Text shown:

Over the past 25 years, no category of “cosmetics” has seen change like sunscreens. None has created the scientific and regulatory debate, been subjected to more meetings and done more to confound industry, regulators and consumers. This is due to a steep learning curve about these products, an ever-changing understanding of ultraviolet radiation, and an evolution in thinking about skin cancer as well as how to regulate sunscreens. Just when it seems that sunscreens have hit some kind of finality, something changes.
Look no further than the number of years, in fact decades, that were required for the United States to update its drug Monograph for sunscreens, with Canada following shortly thereafter. Whether or not one agrees with these decisions, most will agree that a clear impression of finality was given. But as is typical, with this ever-changing category, authorities are now reconsidering. In Canada, for example, it is entirely possible that simple sunscreens like foundations and moisturizers will be reclassified as cosmetics. And in the United States, there is speculation that the entire monograph system might be scrapped.
Start by looking at how attitudes toward the sun have evolved. During this author's lifetime, consumers of Western nations have completely changed their views of the sun. There was a time when people streamed to the beach, armed only with a bottle of baby oil. The folklore was that this would somehow “maximize” one's tan. Most sun worshipers in the 1960s ended up looking like heavily basted roasted turkeys. Over the years, they traded their beautifully bronzed, youthful skin for deeply wrinkled, old-looking skin. Sadly, many died of malignant melanoma, the most severe type of skin cancer.

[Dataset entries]

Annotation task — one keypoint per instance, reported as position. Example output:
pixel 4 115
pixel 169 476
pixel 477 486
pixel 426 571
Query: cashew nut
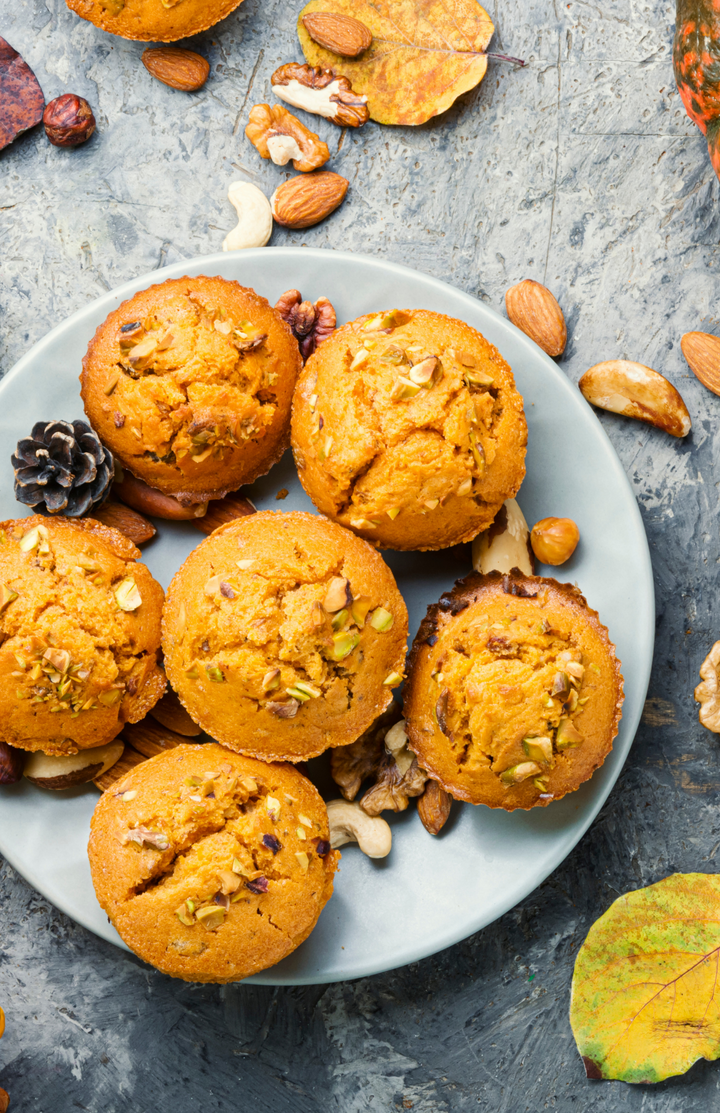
pixel 349 824
pixel 505 544
pixel 254 216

Exercise 1:
List the groups that the sunscreen text says the category has confounded.
Exercise 2:
In the sunscreen text, what is named as the most severe type of skin cancer?
Exercise 3:
Copy out the part of the sunscreen text starting with "Over the past" and going on through "finality, something changes.".

Answer area 1:
Industry, regulators and consumers.

Answer area 2:
Malignant melanoma.

Answer area 3:
Over the past 25 years, no category of “cosmetics” has seen change like sunscreens. None has created the scientific and regulatory debate, been subjected to more meetings and done more to confound industry, regulators and consumers. This is due to a steep learning curve about these products, an ever-changing understanding of ultraviolet radiation, and an evolution in thinking about skin cancer as well as how to regulate sunscreens. Just when it seems that sunscreens have hit some kind of finality, something changes.